[Stored records]
== Segment start ==

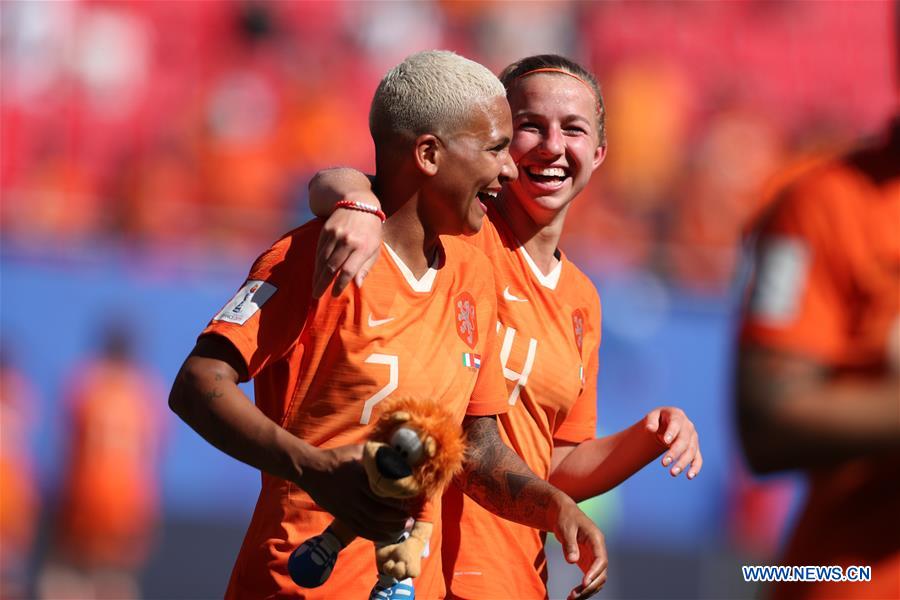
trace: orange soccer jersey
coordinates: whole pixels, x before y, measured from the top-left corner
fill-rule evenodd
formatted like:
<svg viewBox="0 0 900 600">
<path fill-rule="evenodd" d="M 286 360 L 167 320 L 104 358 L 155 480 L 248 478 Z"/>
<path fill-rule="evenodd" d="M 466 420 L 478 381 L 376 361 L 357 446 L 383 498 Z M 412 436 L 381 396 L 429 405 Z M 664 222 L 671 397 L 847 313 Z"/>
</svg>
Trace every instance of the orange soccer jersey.
<svg viewBox="0 0 900 600">
<path fill-rule="evenodd" d="M 477 236 L 494 265 L 500 359 L 509 412 L 504 441 L 538 476 L 550 474 L 554 440 L 594 436 L 600 299 L 560 254 L 543 275 L 507 225 L 490 211 Z M 547 566 L 539 531 L 506 521 L 457 488 L 444 495 L 445 576 L 455 597 L 544 597 Z"/>
<path fill-rule="evenodd" d="M 900 319 L 897 133 L 888 148 L 805 173 L 767 215 L 743 342 L 812 357 L 839 377 L 888 376 Z M 868 565 L 872 581 L 785 583 L 775 596 L 898 597 L 898 506 L 896 454 L 812 472 L 784 564 Z"/>
<path fill-rule="evenodd" d="M 101 358 L 79 370 L 58 532 L 68 560 L 133 568 L 146 559 L 158 516 L 160 397 L 131 363 Z"/>
<path fill-rule="evenodd" d="M 477 249 L 443 240 L 442 264 L 416 280 L 386 245 L 362 288 L 311 299 L 321 222 L 279 240 L 204 334 L 231 341 L 273 421 L 320 448 L 359 444 L 391 396 L 432 398 L 461 421 L 504 412 L 495 347 L 490 264 Z M 440 499 L 435 507 L 440 514 Z M 371 542 L 345 548 L 329 580 L 298 588 L 290 553 L 332 517 L 296 485 L 263 474 L 262 491 L 232 573 L 228 597 L 367 598 L 377 577 Z M 422 598 L 444 594 L 440 519 L 415 580 Z"/>
</svg>

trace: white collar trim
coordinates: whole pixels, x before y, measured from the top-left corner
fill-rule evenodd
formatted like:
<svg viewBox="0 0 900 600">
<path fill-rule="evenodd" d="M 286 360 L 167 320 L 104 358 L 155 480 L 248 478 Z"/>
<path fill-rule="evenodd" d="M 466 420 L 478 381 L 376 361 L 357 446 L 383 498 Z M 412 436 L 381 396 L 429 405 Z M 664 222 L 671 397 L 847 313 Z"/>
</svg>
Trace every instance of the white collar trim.
<svg viewBox="0 0 900 600">
<path fill-rule="evenodd" d="M 537 278 L 538 282 L 545 288 L 555 290 L 556 286 L 559 284 L 559 275 L 560 273 L 562 273 L 562 259 L 560 259 L 559 262 L 556 263 L 556 266 L 553 267 L 552 271 L 544 275 L 543 273 L 541 273 L 541 270 L 531 258 L 531 255 L 528 254 L 528 250 L 525 249 L 525 246 L 519 246 L 519 250 L 522 252 L 522 256 L 525 257 L 525 262 L 527 262 L 528 266 L 531 267 L 531 272 L 534 273 L 534 276 Z"/>
<path fill-rule="evenodd" d="M 397 268 L 400 269 L 400 272 L 403 274 L 403 278 L 406 279 L 406 283 L 409 284 L 409 287 L 412 288 L 414 292 L 425 293 L 430 292 L 432 286 L 434 285 L 434 278 L 437 276 L 437 264 L 440 261 L 440 250 L 434 255 L 434 262 L 428 267 L 428 270 L 425 271 L 425 274 L 422 275 L 421 279 L 416 279 L 416 276 L 413 275 L 413 272 L 409 270 L 409 267 L 406 266 L 406 263 L 403 262 L 397 253 L 394 252 L 394 249 L 387 245 L 387 242 L 382 242 L 384 247 L 387 248 L 388 255 L 390 255 L 391 259 L 393 259 L 394 264 L 397 265 Z"/>
</svg>

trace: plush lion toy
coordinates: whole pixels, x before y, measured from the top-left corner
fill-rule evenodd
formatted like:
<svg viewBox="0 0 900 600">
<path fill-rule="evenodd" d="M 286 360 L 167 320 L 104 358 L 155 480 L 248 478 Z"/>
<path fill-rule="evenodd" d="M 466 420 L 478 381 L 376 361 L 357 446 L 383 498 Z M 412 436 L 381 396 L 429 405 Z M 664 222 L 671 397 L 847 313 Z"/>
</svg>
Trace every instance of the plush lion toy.
<svg viewBox="0 0 900 600">
<path fill-rule="evenodd" d="M 381 575 L 372 591 L 417 577 L 422 552 L 434 525 L 420 520 L 429 499 L 440 494 L 462 468 L 465 442 L 462 428 L 436 402 L 401 399 L 386 403 L 363 449 L 362 463 L 372 491 L 385 498 L 418 499 L 417 518 L 394 544 L 377 545 L 375 560 Z M 320 535 L 300 545 L 288 561 L 291 578 L 305 588 L 325 583 L 341 549 L 356 538 L 355 532 L 335 520 Z"/>
</svg>

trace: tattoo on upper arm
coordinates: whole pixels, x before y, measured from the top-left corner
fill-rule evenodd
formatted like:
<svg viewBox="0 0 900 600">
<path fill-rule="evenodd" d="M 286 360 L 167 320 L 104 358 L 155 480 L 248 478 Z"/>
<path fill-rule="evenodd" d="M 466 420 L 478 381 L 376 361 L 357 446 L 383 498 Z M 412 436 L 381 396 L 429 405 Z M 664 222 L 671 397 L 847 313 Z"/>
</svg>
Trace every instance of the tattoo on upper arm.
<svg viewBox="0 0 900 600">
<path fill-rule="evenodd" d="M 217 400 L 223 396 L 222 390 L 219 388 L 215 388 L 212 390 L 205 390 L 203 392 L 203 400 L 206 402 L 212 402 L 213 400 Z"/>
</svg>

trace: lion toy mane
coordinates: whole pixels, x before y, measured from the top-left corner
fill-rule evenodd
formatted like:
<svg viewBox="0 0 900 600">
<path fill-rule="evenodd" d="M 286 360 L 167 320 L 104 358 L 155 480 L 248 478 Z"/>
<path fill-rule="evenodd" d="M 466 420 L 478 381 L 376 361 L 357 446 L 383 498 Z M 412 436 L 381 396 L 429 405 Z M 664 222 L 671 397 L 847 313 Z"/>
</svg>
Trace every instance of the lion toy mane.
<svg viewBox="0 0 900 600">
<path fill-rule="evenodd" d="M 414 500 L 416 518 L 397 542 L 376 545 L 378 585 L 389 587 L 392 578 L 398 582 L 421 573 L 422 553 L 434 528 L 431 522 L 421 520 L 424 508 L 461 470 L 464 452 L 460 424 L 438 403 L 411 398 L 385 403 L 363 448 L 363 467 L 377 495 Z M 355 538 L 356 533 L 336 519 L 294 551 L 288 562 L 291 577 L 301 587 L 322 585 L 338 552 Z"/>
</svg>

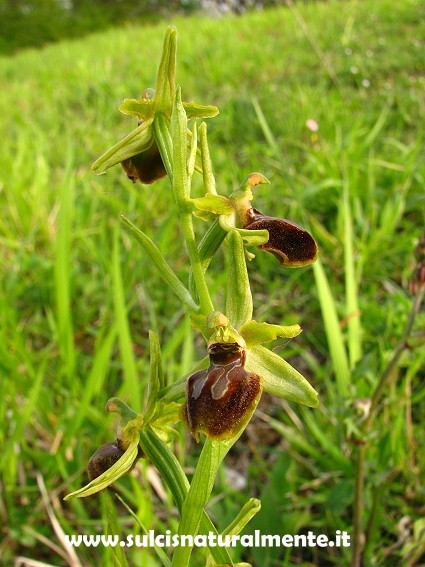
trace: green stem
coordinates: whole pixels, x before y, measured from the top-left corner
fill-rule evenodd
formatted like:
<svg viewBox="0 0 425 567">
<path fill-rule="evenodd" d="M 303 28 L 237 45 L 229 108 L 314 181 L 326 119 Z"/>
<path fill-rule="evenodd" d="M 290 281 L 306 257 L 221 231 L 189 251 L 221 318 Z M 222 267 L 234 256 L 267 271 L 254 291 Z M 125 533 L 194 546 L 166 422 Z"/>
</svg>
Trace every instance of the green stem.
<svg viewBox="0 0 425 567">
<path fill-rule="evenodd" d="M 198 255 L 201 261 L 202 272 L 204 274 L 207 271 L 214 254 L 220 248 L 227 234 L 228 233 L 221 227 L 218 219 L 215 219 L 202 237 L 198 246 Z M 189 273 L 189 291 L 193 295 L 195 290 L 196 284 L 191 270 Z M 197 297 L 195 297 L 195 300 L 197 300 Z"/>
<path fill-rule="evenodd" d="M 184 502 L 189 492 L 189 481 L 187 480 L 176 456 L 171 452 L 168 446 L 159 439 L 149 426 L 143 427 L 140 430 L 140 446 L 142 447 L 145 455 L 161 473 L 162 478 L 165 480 L 165 483 L 173 495 L 177 508 L 183 514 Z M 211 522 L 207 513 L 203 510 L 203 507 L 200 508 L 200 514 L 198 524 L 200 532 L 203 534 L 211 532 L 217 536 L 217 529 Z M 233 565 L 229 552 L 226 548 L 218 546 L 211 547 L 209 551 L 218 565 Z M 177 563 L 177 565 L 180 564 Z"/>
<path fill-rule="evenodd" d="M 195 474 L 188 495 L 183 503 L 179 534 L 195 536 L 199 532 L 201 519 L 211 495 L 218 468 L 232 445 L 242 432 L 228 441 L 212 441 L 207 439 L 196 465 Z M 188 567 L 192 548 L 178 547 L 173 555 L 172 567 Z"/>
<path fill-rule="evenodd" d="M 158 148 L 173 186 L 183 235 L 186 241 L 192 273 L 198 292 L 200 311 L 207 315 L 214 311 L 207 282 L 202 269 L 193 229 L 192 213 L 188 208 L 190 199 L 190 180 L 187 172 L 187 119 L 181 102 L 180 89 L 177 90 L 173 109 L 172 125 L 163 114 L 154 121 L 155 137 Z"/>
<path fill-rule="evenodd" d="M 189 253 L 190 265 L 192 267 L 193 279 L 195 281 L 196 290 L 198 292 L 200 312 L 208 315 L 214 311 L 211 301 L 210 292 L 205 279 L 202 262 L 199 257 L 198 246 L 195 239 L 195 231 L 193 229 L 192 213 L 180 214 L 183 233 L 186 240 L 186 246 Z"/>
</svg>

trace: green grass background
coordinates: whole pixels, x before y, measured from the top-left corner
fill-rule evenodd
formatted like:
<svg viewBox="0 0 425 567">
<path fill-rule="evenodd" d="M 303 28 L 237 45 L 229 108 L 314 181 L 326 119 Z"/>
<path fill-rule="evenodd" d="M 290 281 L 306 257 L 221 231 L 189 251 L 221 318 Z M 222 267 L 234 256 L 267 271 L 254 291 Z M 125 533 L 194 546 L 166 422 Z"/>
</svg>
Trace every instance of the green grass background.
<svg viewBox="0 0 425 567">
<path fill-rule="evenodd" d="M 371 394 L 402 335 L 425 220 L 425 5 L 353 0 L 173 23 L 184 99 L 220 108 L 209 123 L 219 190 L 230 194 L 261 171 L 271 185 L 256 189 L 255 207 L 309 226 L 321 250 L 314 269 L 283 269 L 260 252 L 249 266 L 255 318 L 303 327 L 276 348 L 321 405 L 264 396 L 209 511 L 223 529 L 256 496 L 263 507 L 249 530 L 351 533 L 356 402 Z M 146 231 L 186 278 L 167 180 L 145 187 L 120 168 L 90 172 L 134 127 L 116 109 L 153 86 L 166 25 L 0 59 L 1 565 L 20 556 L 126 564 L 122 550 L 100 547 L 71 557 L 61 538 L 61 530 L 137 533 L 122 504 L 112 494 L 62 498 L 114 437 L 108 398 L 141 408 L 148 329 L 160 334 L 170 382 L 204 356 L 179 301 L 119 221 L 125 214 Z M 199 221 L 198 234 L 204 229 Z M 225 278 L 219 256 L 210 276 L 218 305 Z M 423 328 L 422 313 L 368 445 L 366 565 L 420 564 L 425 553 Z M 200 448 L 178 430 L 175 449 L 190 474 Z M 229 471 L 245 479 L 242 490 Z M 174 504 L 155 478 L 141 461 L 117 487 L 146 529 L 175 531 Z M 234 555 L 261 567 L 348 565 L 349 556 L 335 548 Z M 153 550 L 128 550 L 127 560 L 161 565 Z"/>
</svg>

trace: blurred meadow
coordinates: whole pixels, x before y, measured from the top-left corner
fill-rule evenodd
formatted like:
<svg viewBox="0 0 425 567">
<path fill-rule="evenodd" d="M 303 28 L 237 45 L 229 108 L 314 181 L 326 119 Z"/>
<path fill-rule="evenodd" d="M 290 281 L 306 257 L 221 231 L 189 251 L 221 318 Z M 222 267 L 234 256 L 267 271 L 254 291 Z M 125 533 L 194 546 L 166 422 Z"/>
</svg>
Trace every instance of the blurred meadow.
<svg viewBox="0 0 425 567">
<path fill-rule="evenodd" d="M 254 206 L 308 226 L 320 248 L 313 267 L 285 269 L 259 251 L 249 265 L 254 318 L 302 326 L 276 349 L 318 390 L 320 406 L 264 395 L 208 510 L 223 529 L 254 496 L 262 509 L 245 533 L 353 534 L 365 443 L 363 564 L 423 565 L 423 310 L 366 439 L 359 430 L 361 402 L 402 339 L 425 226 L 425 4 L 288 4 L 172 20 L 184 99 L 220 109 L 208 122 L 220 190 L 262 172 L 271 184 L 256 188 Z M 168 180 L 142 186 L 119 167 L 90 172 L 135 126 L 117 108 L 154 86 L 168 23 L 0 58 L 0 565 L 156 567 L 149 549 L 71 553 L 62 533 L 177 529 L 170 494 L 144 460 L 115 485 L 138 522 L 112 491 L 63 502 L 86 481 L 93 451 L 113 439 L 106 401 L 142 407 L 148 330 L 159 333 L 170 383 L 205 354 L 120 222 L 125 214 L 146 231 L 186 281 Z M 225 281 L 218 256 L 209 271 L 218 304 Z M 190 476 L 200 446 L 177 429 L 175 452 Z M 351 553 L 240 548 L 232 557 L 255 567 L 341 566 Z"/>
</svg>

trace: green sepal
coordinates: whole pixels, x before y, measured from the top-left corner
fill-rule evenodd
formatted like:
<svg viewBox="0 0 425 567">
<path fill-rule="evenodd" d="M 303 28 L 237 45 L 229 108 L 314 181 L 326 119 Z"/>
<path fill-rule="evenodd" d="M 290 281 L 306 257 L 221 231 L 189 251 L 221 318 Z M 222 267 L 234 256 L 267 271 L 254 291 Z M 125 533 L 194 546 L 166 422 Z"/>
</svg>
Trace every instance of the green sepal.
<svg viewBox="0 0 425 567">
<path fill-rule="evenodd" d="M 114 464 L 110 469 L 102 473 L 100 476 L 83 486 L 79 490 L 75 490 L 67 494 L 64 500 L 71 500 L 72 498 L 85 498 L 100 492 L 107 488 L 116 480 L 124 476 L 133 466 L 134 461 L 137 459 L 139 445 L 139 432 L 133 429 L 133 438 L 126 449 L 123 456 Z"/>
<path fill-rule="evenodd" d="M 274 352 L 257 345 L 247 350 L 245 368 L 263 379 L 263 389 L 272 396 L 309 407 L 319 405 L 318 394 L 308 381 Z"/>
<path fill-rule="evenodd" d="M 157 245 L 137 226 L 135 226 L 129 219 L 122 216 L 122 222 L 131 230 L 140 244 L 143 246 L 145 252 L 149 255 L 150 259 L 157 267 L 159 275 L 162 279 L 170 286 L 177 297 L 191 310 L 199 311 L 198 305 L 193 300 L 189 290 L 185 285 L 179 280 L 173 270 L 170 268 L 169 264 L 165 260 L 164 256 L 160 252 Z"/>
<path fill-rule="evenodd" d="M 173 182 L 173 141 L 170 132 L 170 119 L 163 113 L 157 112 L 153 122 L 153 131 L 162 163 Z"/>
<path fill-rule="evenodd" d="M 91 166 L 92 171 L 101 175 L 113 165 L 149 149 L 154 142 L 152 122 L 153 117 L 145 120 L 125 138 L 102 154 Z"/>
<path fill-rule="evenodd" d="M 197 104 L 196 102 L 184 102 L 187 118 L 214 118 L 219 113 L 216 106 Z"/>
<path fill-rule="evenodd" d="M 245 249 L 238 231 L 232 230 L 227 244 L 226 316 L 239 329 L 252 318 L 252 294 L 246 269 Z"/>
<path fill-rule="evenodd" d="M 301 331 L 299 325 L 270 325 L 269 323 L 257 323 L 257 321 L 248 321 L 239 328 L 247 348 L 275 341 L 278 337 L 292 339 Z"/>
</svg>

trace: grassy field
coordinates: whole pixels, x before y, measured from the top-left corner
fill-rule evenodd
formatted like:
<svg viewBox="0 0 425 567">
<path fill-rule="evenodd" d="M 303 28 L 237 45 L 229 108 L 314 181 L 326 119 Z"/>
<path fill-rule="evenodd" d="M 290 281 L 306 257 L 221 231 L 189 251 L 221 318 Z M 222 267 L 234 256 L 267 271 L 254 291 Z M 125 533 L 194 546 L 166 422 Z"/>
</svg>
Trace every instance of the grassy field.
<svg viewBox="0 0 425 567">
<path fill-rule="evenodd" d="M 425 5 L 327 2 L 173 23 L 184 99 L 220 108 L 209 123 L 217 184 L 230 194 L 261 171 L 271 185 L 257 189 L 254 206 L 309 226 L 321 251 L 314 268 L 285 270 L 261 253 L 249 266 L 255 318 L 303 327 L 277 348 L 321 404 L 264 396 L 209 512 L 223 529 L 249 496 L 261 498 L 248 533 L 353 534 L 357 519 L 365 566 L 423 564 L 423 311 L 366 433 L 362 402 L 402 340 L 425 225 Z M 153 86 L 166 25 L 0 59 L 1 565 L 126 565 L 122 550 L 71 555 L 61 534 L 177 529 L 174 503 L 143 460 L 117 484 L 140 525 L 112 492 L 63 502 L 85 482 L 93 451 L 113 439 L 108 398 L 141 408 L 148 330 L 160 335 L 170 382 L 204 356 L 184 308 L 119 220 L 125 214 L 178 258 L 172 266 L 185 279 L 168 181 L 148 187 L 119 168 L 90 172 L 134 126 L 116 109 Z M 210 280 L 218 297 L 225 278 L 219 260 Z M 181 424 L 175 451 L 190 474 L 200 448 Z M 365 491 L 356 501 L 359 458 Z M 351 554 L 233 557 L 256 567 L 341 566 Z M 130 566 L 162 565 L 153 550 L 126 556 Z"/>
</svg>

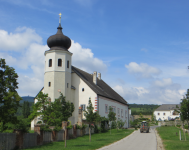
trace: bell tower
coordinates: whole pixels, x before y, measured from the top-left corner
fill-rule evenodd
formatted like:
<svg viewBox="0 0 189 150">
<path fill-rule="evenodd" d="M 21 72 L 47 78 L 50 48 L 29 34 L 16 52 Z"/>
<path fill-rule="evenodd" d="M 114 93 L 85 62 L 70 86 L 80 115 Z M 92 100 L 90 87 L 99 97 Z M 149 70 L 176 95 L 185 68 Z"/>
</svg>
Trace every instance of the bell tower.
<svg viewBox="0 0 189 150">
<path fill-rule="evenodd" d="M 72 53 L 68 51 L 71 40 L 62 32 L 61 14 L 57 33 L 47 39 L 50 50 L 45 51 L 44 93 L 54 102 L 62 92 L 66 99 L 71 96 Z"/>
</svg>

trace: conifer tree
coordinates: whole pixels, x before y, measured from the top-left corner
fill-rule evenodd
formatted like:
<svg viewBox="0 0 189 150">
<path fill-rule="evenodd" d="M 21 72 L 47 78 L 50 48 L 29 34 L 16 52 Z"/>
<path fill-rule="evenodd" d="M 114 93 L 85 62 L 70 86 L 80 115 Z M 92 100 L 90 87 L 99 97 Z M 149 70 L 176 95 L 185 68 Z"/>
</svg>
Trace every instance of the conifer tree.
<svg viewBox="0 0 189 150">
<path fill-rule="evenodd" d="M 18 75 L 13 67 L 6 65 L 5 59 L 0 59 L 0 124 L 1 131 L 6 130 L 5 124 L 15 124 L 19 101 L 22 98 L 18 95 Z"/>
<path fill-rule="evenodd" d="M 30 106 L 28 101 L 24 101 L 22 106 L 22 115 L 24 118 L 28 118 L 30 115 Z"/>
</svg>

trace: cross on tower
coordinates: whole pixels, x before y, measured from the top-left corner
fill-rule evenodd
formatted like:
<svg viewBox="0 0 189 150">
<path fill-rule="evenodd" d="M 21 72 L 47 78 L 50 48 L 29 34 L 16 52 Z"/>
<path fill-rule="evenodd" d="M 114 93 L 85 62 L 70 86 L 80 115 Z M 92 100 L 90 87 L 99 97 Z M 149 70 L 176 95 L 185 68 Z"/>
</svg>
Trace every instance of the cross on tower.
<svg viewBox="0 0 189 150">
<path fill-rule="evenodd" d="M 60 16 L 60 17 L 59 17 L 59 24 L 61 24 L 61 15 L 62 15 L 62 14 L 59 13 L 59 16 Z"/>
</svg>

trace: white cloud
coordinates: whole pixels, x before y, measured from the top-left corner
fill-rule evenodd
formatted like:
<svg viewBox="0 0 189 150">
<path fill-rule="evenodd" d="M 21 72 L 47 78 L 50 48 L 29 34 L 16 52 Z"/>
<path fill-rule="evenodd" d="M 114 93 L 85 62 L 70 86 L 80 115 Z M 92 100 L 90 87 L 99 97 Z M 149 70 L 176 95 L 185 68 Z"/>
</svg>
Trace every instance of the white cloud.
<svg viewBox="0 0 189 150">
<path fill-rule="evenodd" d="M 35 96 L 44 85 L 44 52 L 49 48 L 41 41 L 42 38 L 30 28 L 17 28 L 15 33 L 10 34 L 0 30 L 0 58 L 17 68 L 16 72 L 19 70 L 18 92 L 21 96 Z M 80 69 L 89 73 L 107 69 L 102 60 L 94 57 L 91 49 L 82 48 L 79 43 L 72 41 L 69 51 L 73 53 L 72 64 Z"/>
<path fill-rule="evenodd" d="M 75 0 L 75 2 L 79 3 L 82 6 L 92 6 L 94 1 L 92 0 Z"/>
<path fill-rule="evenodd" d="M 42 38 L 35 30 L 22 27 L 17 28 L 15 33 L 0 30 L 0 50 L 23 51 L 31 43 L 41 43 Z"/>
<path fill-rule="evenodd" d="M 155 80 L 147 88 L 116 85 L 113 89 L 128 103 L 138 104 L 179 104 L 186 92 L 170 78 Z"/>
<path fill-rule="evenodd" d="M 125 65 L 128 72 L 136 75 L 138 78 L 151 78 L 154 75 L 159 75 L 161 70 L 146 63 L 137 64 L 136 62 L 131 62 L 129 65 Z"/>
<path fill-rule="evenodd" d="M 147 52 L 148 50 L 146 48 L 142 48 L 141 51 Z"/>
<path fill-rule="evenodd" d="M 75 43 L 72 40 L 72 45 L 69 49 L 72 55 L 72 64 L 82 70 L 89 73 L 93 71 L 105 71 L 107 69 L 106 64 L 96 57 L 89 48 L 82 48 L 79 43 Z"/>
</svg>

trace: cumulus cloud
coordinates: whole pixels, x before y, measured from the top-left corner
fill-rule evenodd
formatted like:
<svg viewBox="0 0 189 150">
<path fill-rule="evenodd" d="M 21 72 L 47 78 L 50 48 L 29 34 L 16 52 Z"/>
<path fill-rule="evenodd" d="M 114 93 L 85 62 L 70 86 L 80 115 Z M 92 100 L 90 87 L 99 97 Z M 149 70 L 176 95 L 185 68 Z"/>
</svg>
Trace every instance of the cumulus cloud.
<svg viewBox="0 0 189 150">
<path fill-rule="evenodd" d="M 14 33 L 0 30 L 0 58 L 16 68 L 19 75 L 19 89 L 21 96 L 35 96 L 44 85 L 44 52 L 47 45 L 42 44 L 42 38 L 35 30 L 20 27 Z M 79 43 L 72 41 L 69 49 L 72 55 L 72 64 L 87 72 L 104 71 L 106 64 L 96 57 L 91 49 L 82 48 Z"/>
<path fill-rule="evenodd" d="M 154 75 L 159 75 L 161 70 L 146 63 L 137 64 L 136 62 L 130 62 L 129 65 L 125 65 L 128 72 L 136 75 L 138 78 L 152 78 Z"/>
<path fill-rule="evenodd" d="M 113 89 L 128 103 L 138 104 L 179 104 L 186 92 L 170 78 L 155 80 L 147 88 L 116 85 Z"/>
<path fill-rule="evenodd" d="M 19 27 L 14 33 L 0 30 L 0 50 L 23 51 L 31 43 L 42 43 L 42 38 L 30 28 Z"/>
<path fill-rule="evenodd" d="M 94 57 L 94 54 L 91 49 L 83 48 L 79 43 L 72 40 L 72 45 L 69 49 L 72 55 L 72 64 L 82 70 L 87 72 L 93 71 L 105 71 L 107 69 L 106 64 Z"/>
</svg>

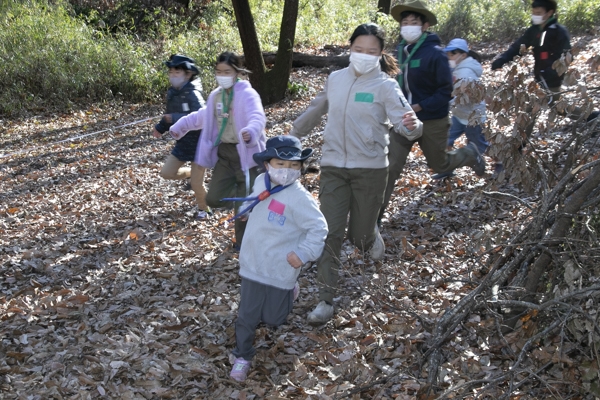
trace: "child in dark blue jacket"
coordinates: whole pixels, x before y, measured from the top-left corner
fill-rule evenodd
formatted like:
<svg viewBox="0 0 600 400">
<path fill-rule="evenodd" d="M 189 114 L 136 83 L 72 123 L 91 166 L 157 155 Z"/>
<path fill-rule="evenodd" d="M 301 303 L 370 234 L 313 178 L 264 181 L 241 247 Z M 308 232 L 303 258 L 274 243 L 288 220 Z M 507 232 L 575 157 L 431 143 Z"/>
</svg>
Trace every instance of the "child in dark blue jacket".
<svg viewBox="0 0 600 400">
<path fill-rule="evenodd" d="M 194 60 L 179 54 L 172 55 L 165 65 L 169 68 L 169 82 L 171 87 L 167 92 L 167 110 L 165 115 L 154 127 L 154 137 L 159 138 L 169 130 L 171 125 L 181 117 L 204 107 L 202 85 L 196 79 L 198 68 Z M 196 218 L 206 218 L 210 208 L 206 205 L 206 189 L 204 188 L 205 168 L 194 163 L 196 147 L 201 130 L 191 131 L 177 140 L 171 154 L 167 157 L 160 176 L 164 179 L 190 178 L 192 190 L 196 196 L 198 211 Z M 184 167 L 187 162 L 190 167 Z"/>
</svg>

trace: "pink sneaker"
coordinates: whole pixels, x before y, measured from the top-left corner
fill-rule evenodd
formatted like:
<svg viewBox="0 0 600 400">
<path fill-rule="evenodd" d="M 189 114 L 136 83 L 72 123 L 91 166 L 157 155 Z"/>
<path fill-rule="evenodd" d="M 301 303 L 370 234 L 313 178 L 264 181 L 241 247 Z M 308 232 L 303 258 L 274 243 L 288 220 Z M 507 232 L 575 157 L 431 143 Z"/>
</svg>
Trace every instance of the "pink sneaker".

== Segment end ==

**HOW TO COMPLETE THIS TASK:** The lines to show are those in the data above that include "sneaker".

**RESPONSE TO THE TASK:**
trace: "pink sneaker"
Trace every instance of the "pink sneaker".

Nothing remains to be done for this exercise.